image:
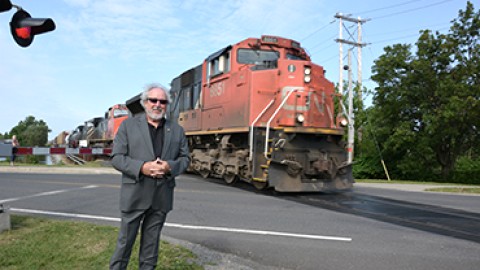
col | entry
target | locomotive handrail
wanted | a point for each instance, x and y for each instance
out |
(252, 126)
(267, 135)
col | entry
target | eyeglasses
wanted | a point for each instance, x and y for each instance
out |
(155, 100)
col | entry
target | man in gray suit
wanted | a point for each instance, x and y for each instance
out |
(150, 151)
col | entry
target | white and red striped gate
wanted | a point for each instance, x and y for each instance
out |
(45, 151)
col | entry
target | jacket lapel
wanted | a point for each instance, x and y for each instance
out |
(145, 131)
(167, 136)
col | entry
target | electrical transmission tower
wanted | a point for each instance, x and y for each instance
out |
(353, 43)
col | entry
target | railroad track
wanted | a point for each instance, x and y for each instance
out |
(75, 159)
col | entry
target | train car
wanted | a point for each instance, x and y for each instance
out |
(261, 111)
(104, 132)
(99, 131)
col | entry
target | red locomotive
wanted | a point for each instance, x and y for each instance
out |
(262, 112)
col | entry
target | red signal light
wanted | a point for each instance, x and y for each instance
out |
(24, 32)
(23, 27)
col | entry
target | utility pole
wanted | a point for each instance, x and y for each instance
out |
(350, 114)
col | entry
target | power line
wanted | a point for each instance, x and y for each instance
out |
(410, 10)
(388, 7)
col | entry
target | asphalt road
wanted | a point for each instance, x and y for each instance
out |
(368, 228)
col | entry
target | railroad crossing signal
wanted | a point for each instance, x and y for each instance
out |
(5, 5)
(23, 27)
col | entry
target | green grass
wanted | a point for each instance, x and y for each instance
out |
(39, 243)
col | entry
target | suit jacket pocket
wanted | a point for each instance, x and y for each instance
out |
(128, 180)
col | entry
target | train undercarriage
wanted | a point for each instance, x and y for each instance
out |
(288, 161)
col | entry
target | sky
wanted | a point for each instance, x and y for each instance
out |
(104, 52)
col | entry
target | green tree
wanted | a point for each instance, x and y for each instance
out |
(427, 105)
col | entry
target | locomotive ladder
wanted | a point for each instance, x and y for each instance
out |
(265, 168)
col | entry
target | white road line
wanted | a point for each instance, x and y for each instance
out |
(192, 227)
(45, 194)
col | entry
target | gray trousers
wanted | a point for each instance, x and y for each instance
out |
(152, 223)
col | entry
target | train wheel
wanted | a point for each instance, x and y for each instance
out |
(230, 178)
(204, 173)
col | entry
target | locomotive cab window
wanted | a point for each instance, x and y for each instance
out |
(268, 59)
(120, 113)
(219, 65)
(295, 57)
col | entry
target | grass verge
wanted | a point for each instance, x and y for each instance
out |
(40, 243)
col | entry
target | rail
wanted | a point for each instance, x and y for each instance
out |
(75, 159)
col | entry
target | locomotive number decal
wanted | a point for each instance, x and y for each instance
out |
(217, 89)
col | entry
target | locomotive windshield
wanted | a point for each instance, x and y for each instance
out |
(256, 57)
(295, 57)
(120, 113)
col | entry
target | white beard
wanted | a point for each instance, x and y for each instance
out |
(154, 115)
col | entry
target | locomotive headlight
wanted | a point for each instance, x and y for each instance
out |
(307, 78)
(300, 118)
(291, 68)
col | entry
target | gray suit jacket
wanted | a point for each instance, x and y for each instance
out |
(132, 147)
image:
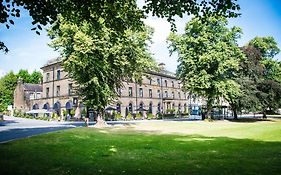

INSTRUCTIONS TO FOLLOW
Copy out every line of the rows that contains the string "green". Uppercase and lowercase count as different letters.

WORKED ANSWER
target | green grass
target | green tree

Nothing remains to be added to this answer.